==== Exercise material

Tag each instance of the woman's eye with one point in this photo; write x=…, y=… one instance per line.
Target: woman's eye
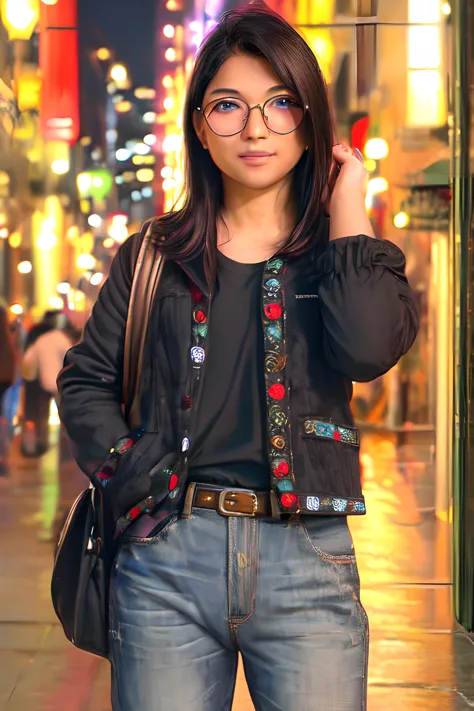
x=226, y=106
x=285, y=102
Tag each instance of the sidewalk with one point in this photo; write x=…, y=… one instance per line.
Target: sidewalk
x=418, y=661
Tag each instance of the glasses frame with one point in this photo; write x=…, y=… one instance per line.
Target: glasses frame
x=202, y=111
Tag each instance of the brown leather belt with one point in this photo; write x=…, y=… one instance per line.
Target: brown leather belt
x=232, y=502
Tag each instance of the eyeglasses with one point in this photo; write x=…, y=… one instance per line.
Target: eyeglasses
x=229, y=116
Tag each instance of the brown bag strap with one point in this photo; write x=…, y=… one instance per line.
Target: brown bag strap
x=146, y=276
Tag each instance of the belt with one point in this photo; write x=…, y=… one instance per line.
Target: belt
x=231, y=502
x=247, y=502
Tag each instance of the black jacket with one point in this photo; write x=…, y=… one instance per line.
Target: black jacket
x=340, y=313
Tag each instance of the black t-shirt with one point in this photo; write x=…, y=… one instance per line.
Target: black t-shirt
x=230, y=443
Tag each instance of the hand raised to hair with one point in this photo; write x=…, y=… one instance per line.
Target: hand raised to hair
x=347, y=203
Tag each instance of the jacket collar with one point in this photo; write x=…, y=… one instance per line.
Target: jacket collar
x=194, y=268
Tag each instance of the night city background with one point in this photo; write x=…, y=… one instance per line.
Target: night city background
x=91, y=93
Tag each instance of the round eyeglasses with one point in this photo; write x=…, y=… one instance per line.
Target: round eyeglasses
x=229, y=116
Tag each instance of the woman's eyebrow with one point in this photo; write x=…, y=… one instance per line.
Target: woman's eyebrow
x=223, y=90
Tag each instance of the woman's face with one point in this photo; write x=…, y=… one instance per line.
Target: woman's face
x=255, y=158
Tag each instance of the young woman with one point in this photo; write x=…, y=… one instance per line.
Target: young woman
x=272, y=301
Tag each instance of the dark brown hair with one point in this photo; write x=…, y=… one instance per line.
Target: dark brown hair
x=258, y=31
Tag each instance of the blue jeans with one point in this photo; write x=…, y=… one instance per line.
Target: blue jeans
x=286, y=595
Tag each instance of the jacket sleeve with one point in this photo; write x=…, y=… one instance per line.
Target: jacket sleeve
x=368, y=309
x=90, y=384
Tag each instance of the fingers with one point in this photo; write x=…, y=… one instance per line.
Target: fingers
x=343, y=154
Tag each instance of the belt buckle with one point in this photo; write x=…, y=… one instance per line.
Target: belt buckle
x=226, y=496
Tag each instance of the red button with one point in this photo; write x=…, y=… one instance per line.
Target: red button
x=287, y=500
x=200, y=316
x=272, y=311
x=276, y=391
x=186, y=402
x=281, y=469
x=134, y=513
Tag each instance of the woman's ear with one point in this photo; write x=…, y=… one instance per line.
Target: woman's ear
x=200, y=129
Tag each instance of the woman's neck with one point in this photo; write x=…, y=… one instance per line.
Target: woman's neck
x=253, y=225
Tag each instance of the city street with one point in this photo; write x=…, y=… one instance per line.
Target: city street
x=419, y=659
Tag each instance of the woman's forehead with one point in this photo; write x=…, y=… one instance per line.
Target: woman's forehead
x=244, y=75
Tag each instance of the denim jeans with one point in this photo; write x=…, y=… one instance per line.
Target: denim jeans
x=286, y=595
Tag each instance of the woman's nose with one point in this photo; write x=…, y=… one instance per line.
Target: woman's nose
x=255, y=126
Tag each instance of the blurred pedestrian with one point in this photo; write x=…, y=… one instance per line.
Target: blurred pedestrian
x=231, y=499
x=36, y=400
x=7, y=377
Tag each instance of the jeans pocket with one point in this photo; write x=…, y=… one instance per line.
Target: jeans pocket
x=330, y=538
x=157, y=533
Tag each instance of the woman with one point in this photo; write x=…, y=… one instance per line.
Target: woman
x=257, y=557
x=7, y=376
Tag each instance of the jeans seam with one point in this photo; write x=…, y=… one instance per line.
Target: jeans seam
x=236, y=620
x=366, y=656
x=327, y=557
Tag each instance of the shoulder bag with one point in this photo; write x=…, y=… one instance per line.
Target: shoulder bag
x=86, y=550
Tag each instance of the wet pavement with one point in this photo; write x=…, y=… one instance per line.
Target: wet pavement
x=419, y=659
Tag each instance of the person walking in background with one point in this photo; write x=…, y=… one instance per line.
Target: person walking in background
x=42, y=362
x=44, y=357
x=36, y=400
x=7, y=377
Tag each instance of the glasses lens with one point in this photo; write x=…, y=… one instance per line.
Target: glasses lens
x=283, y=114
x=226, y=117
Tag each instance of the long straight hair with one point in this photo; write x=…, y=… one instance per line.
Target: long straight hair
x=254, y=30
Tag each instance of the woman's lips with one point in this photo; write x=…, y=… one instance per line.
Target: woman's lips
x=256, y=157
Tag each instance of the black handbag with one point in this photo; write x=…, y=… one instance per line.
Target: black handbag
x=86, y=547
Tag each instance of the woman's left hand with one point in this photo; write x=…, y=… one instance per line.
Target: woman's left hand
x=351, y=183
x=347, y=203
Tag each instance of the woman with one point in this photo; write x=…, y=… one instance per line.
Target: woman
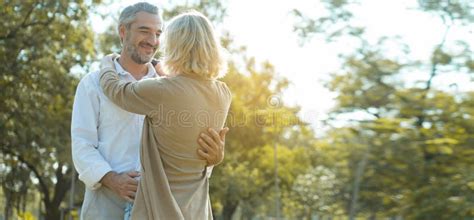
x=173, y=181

========

▶ _What is being asked_
Transcribe exactly the lines running from the line with "Tag each instance of the woman's left" to the last line of the entries. Pictures stay out of the copy.

▶ _Solved exercise_
Tag each instance of the woman's left hand with one point in this photo; write x=…, y=… one instance per line.
Target: woman's left hand
x=351, y=183
x=347, y=203
Tag each instance of the woman with one point in this photo; write x=…, y=… one instance per line.
Target: woman
x=173, y=181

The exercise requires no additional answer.